Exercise input start

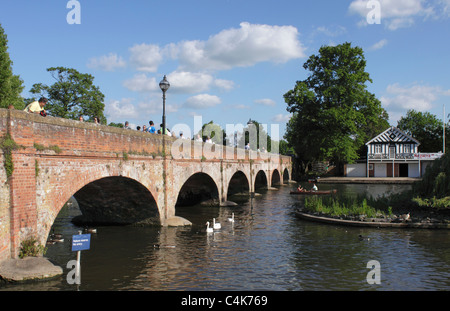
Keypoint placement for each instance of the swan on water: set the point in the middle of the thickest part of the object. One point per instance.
(232, 218)
(216, 225)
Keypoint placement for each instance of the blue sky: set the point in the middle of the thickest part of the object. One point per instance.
(229, 60)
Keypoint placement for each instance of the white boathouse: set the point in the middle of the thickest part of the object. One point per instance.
(392, 154)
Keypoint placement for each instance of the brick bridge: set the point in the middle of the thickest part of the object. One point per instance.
(117, 176)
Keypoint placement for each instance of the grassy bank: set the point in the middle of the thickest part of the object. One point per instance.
(345, 206)
(431, 195)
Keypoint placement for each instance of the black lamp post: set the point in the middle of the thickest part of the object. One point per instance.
(164, 85)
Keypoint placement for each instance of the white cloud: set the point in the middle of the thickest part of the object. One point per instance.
(141, 83)
(417, 97)
(266, 102)
(331, 31)
(121, 109)
(189, 82)
(108, 62)
(146, 57)
(281, 118)
(224, 84)
(241, 47)
(202, 101)
(380, 44)
(394, 13)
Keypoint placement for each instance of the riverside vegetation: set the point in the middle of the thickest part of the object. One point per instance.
(428, 201)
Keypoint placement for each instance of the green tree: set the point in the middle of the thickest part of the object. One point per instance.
(213, 131)
(426, 128)
(260, 133)
(11, 85)
(333, 112)
(72, 95)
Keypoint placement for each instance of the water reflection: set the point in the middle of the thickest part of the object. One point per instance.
(267, 248)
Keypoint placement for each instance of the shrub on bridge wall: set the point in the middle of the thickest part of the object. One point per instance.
(31, 247)
(7, 144)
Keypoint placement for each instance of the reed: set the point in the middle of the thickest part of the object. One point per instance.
(343, 206)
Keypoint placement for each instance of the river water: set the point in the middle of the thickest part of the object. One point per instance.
(267, 248)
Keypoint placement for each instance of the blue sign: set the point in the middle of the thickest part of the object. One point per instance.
(81, 242)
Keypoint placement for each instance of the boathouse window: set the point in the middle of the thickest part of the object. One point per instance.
(377, 148)
(407, 148)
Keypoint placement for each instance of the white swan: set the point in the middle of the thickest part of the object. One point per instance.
(232, 218)
(216, 225)
(208, 228)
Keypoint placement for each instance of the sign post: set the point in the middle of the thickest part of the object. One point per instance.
(80, 243)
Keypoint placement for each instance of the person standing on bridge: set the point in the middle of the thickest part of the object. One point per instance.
(37, 106)
(151, 128)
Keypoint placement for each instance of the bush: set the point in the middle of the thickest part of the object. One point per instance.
(31, 248)
(342, 206)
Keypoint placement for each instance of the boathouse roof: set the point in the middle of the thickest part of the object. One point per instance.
(393, 135)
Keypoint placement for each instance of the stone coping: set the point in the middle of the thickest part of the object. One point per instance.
(374, 224)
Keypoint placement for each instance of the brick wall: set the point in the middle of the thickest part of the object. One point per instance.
(57, 157)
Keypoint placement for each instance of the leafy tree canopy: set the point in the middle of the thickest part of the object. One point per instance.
(426, 128)
(72, 95)
(11, 85)
(333, 112)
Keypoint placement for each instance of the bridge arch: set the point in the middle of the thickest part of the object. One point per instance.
(198, 188)
(238, 183)
(261, 181)
(84, 183)
(276, 178)
(117, 200)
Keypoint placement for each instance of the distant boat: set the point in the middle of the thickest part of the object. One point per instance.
(311, 192)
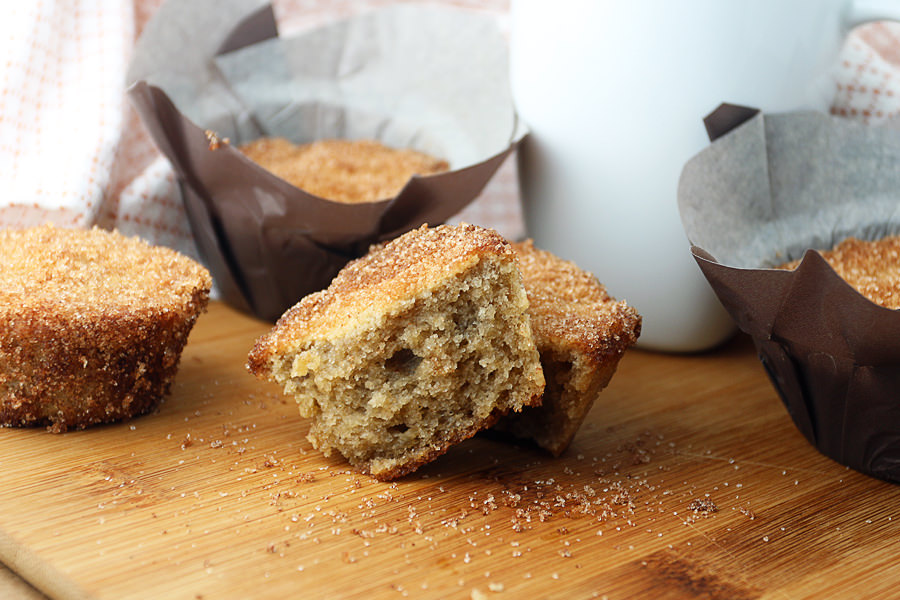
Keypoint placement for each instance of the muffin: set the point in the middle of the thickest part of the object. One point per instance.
(92, 325)
(871, 267)
(581, 332)
(414, 347)
(349, 171)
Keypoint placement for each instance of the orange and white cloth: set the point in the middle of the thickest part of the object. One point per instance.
(72, 150)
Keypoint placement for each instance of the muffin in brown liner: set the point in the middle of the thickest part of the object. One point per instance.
(269, 243)
(769, 192)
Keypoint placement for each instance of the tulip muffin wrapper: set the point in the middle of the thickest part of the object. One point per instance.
(430, 79)
(764, 194)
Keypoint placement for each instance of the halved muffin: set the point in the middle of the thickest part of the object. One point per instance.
(414, 347)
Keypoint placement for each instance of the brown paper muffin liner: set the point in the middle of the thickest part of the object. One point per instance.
(266, 242)
(764, 194)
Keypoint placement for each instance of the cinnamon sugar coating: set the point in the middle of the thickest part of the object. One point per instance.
(342, 170)
(581, 333)
(872, 268)
(92, 325)
(412, 348)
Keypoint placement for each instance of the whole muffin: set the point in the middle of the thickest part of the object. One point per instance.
(349, 171)
(92, 325)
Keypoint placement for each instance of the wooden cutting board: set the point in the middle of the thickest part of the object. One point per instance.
(688, 480)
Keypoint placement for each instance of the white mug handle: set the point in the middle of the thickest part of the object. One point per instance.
(866, 11)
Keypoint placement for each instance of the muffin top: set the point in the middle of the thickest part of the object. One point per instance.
(342, 170)
(872, 268)
(570, 307)
(386, 279)
(92, 271)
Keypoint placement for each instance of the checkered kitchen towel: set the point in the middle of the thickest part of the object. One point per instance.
(73, 152)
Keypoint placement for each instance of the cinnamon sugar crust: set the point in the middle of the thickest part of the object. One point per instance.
(92, 325)
(414, 347)
(343, 170)
(581, 333)
(871, 267)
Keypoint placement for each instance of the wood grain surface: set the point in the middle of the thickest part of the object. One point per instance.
(687, 481)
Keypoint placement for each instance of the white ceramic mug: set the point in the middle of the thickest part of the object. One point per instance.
(614, 92)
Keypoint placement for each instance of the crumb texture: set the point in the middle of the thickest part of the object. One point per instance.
(413, 348)
(92, 324)
(872, 268)
(581, 333)
(342, 170)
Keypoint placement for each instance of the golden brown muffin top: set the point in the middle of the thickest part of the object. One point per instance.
(388, 278)
(342, 170)
(873, 268)
(569, 307)
(91, 271)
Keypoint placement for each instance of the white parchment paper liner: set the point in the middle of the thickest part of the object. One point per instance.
(766, 193)
(412, 76)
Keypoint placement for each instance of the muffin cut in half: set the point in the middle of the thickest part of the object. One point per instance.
(414, 347)
(581, 333)
(92, 325)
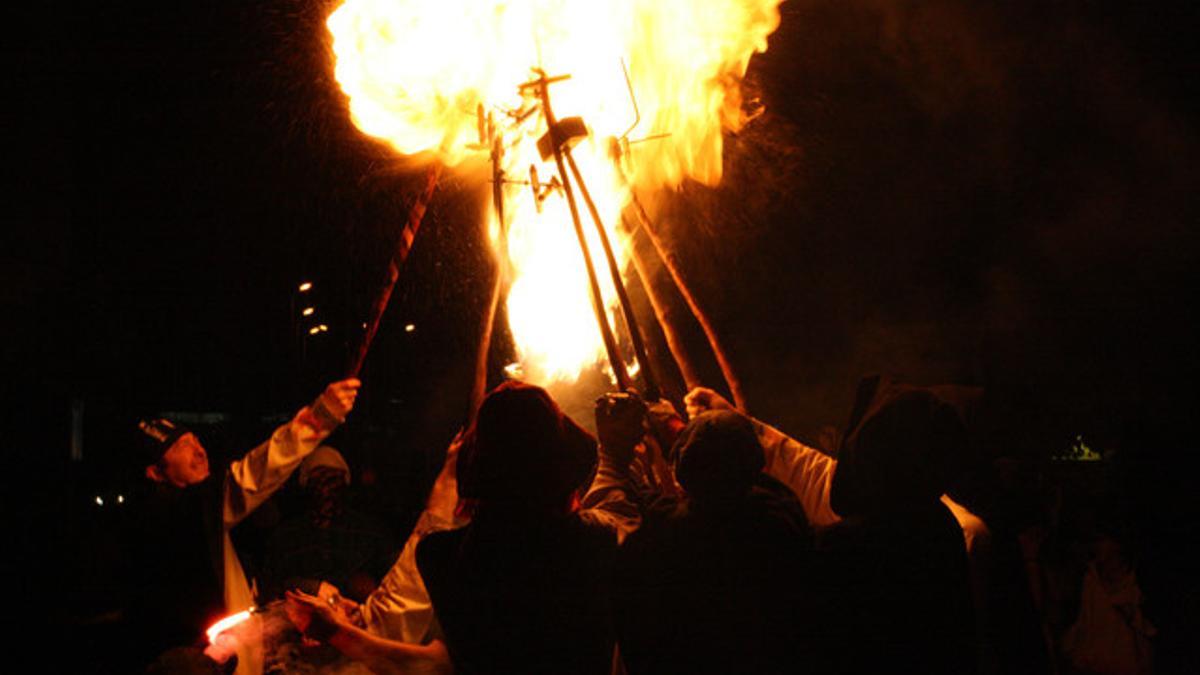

Exercise input end

▶ _Description of the task_
Can you put the material, starting at the line that contains "Keypoint placement for each instance of the crumb" and ending at the end of the material, into a Markdown table with the columns Row and Line? Leave out blank lines and the pictures.

▶ _Response below_
| Row | Line |
|---|---|
| 1 | Keypoint placement for each instance of the crumb texture: set the point in the middle of the thickest part of the object. One point per instance. |
| 2 | (413, 348) |
| 3 | (92, 324) |
| 4 | (872, 268) |
| 5 | (581, 333) |
| 6 | (342, 170) |
| 7 | Keypoint placement for each instance of the golden brown muffin top: set the point in the middle of the thickest part of the object. One point per instance. |
| 8 | (388, 278) |
| 9 | (342, 170) |
| 10 | (873, 268) |
| 11 | (569, 307) |
| 12 | (91, 271) |
| 13 | Keypoint placement for each instance of the white parchment paper liner: set the point in the middle of the thickest part of the object. One point per instance. |
| 14 | (766, 193) |
| 15 | (412, 76) |
| 16 | Keypoint placement for each instance of the muffin cut in half: set the point in the middle of the thickest part of the object. One point per instance. |
| 17 | (414, 347) |
| 18 | (581, 333) |
| 19 | (92, 325) |